* [Short task]: Extract each line of the records that contains the string "dark" and copy it out whole.

* [Stored rows]:

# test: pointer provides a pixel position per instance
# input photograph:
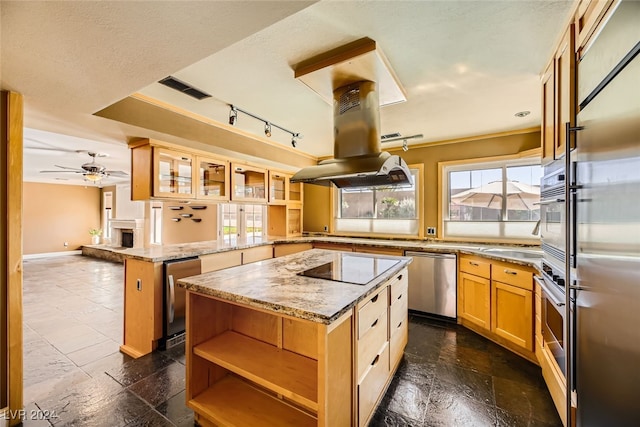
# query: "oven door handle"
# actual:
(548, 202)
(548, 293)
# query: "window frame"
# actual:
(419, 220)
(525, 158)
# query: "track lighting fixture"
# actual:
(233, 117)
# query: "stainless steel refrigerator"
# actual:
(607, 225)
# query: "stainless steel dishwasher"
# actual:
(433, 283)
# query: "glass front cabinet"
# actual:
(212, 180)
(173, 174)
(249, 183)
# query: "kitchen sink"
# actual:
(515, 253)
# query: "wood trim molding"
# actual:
(11, 252)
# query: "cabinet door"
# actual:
(249, 183)
(475, 299)
(548, 114)
(173, 174)
(278, 187)
(212, 179)
(565, 91)
(512, 309)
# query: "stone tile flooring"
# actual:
(73, 369)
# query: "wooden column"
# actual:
(11, 125)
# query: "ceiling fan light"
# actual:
(93, 177)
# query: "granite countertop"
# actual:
(515, 254)
(274, 284)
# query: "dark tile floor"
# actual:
(74, 371)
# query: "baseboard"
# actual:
(51, 254)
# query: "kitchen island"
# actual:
(269, 346)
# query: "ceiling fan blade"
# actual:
(117, 173)
(67, 167)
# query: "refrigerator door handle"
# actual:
(172, 298)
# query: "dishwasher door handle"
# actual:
(172, 298)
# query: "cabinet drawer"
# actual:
(370, 309)
(371, 342)
(370, 388)
(257, 254)
(398, 313)
(476, 266)
(513, 275)
(399, 287)
(397, 343)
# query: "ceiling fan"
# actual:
(91, 171)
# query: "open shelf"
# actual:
(232, 401)
(289, 374)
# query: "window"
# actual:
(242, 221)
(497, 199)
(383, 210)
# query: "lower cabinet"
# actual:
(474, 300)
(496, 299)
(249, 367)
(512, 314)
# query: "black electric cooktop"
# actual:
(358, 270)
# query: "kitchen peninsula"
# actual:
(270, 343)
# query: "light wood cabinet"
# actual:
(474, 299)
(496, 300)
(381, 336)
(559, 99)
(285, 220)
(212, 178)
(238, 357)
(160, 171)
(278, 188)
(143, 293)
(248, 183)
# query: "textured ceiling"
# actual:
(467, 66)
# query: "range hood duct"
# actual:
(358, 160)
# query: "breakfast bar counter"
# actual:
(311, 338)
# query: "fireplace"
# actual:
(127, 233)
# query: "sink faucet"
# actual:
(536, 229)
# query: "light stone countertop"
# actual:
(274, 285)
(529, 256)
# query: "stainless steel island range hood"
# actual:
(357, 73)
(358, 160)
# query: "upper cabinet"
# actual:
(559, 99)
(249, 183)
(278, 188)
(173, 174)
(212, 180)
(162, 172)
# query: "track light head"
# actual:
(233, 116)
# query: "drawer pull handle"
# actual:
(375, 361)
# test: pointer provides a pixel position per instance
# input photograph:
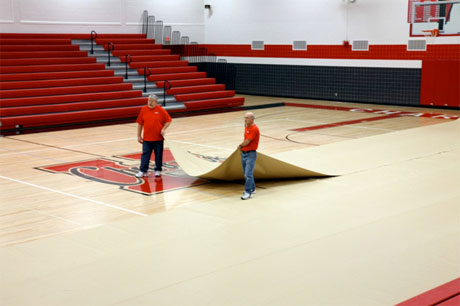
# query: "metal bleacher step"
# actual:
(150, 86)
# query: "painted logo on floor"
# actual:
(122, 172)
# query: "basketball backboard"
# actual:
(441, 15)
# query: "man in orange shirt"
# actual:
(154, 120)
(249, 154)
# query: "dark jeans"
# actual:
(248, 160)
(147, 148)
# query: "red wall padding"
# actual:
(440, 83)
(339, 51)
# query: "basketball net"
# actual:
(430, 35)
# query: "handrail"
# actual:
(110, 47)
(164, 90)
(92, 38)
(128, 59)
(146, 74)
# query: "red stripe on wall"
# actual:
(388, 52)
(438, 295)
(440, 83)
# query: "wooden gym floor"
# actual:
(77, 228)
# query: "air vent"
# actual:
(416, 45)
(257, 45)
(360, 45)
(299, 45)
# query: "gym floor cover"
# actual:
(368, 236)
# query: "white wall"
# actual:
(316, 21)
(104, 16)
(228, 21)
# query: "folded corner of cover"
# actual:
(267, 167)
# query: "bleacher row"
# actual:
(48, 82)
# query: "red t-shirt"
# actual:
(153, 120)
(252, 133)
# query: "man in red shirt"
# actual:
(249, 154)
(154, 120)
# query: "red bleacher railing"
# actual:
(128, 60)
(93, 37)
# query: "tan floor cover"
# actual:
(329, 160)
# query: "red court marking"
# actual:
(330, 125)
(377, 111)
(388, 114)
(447, 294)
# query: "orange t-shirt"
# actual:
(153, 120)
(252, 133)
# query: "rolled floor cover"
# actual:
(266, 167)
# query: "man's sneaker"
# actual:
(245, 196)
(141, 174)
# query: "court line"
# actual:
(353, 127)
(202, 145)
(336, 124)
(74, 196)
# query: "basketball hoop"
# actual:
(430, 35)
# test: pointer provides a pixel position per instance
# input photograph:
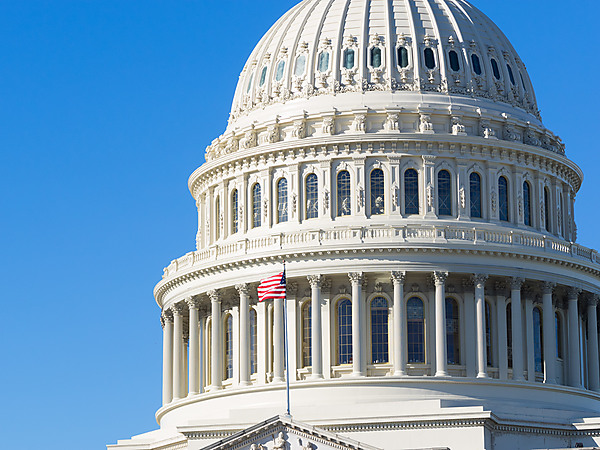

* [Solved exercise]:
# query: "dark tile floor"
# query: "dark jeans"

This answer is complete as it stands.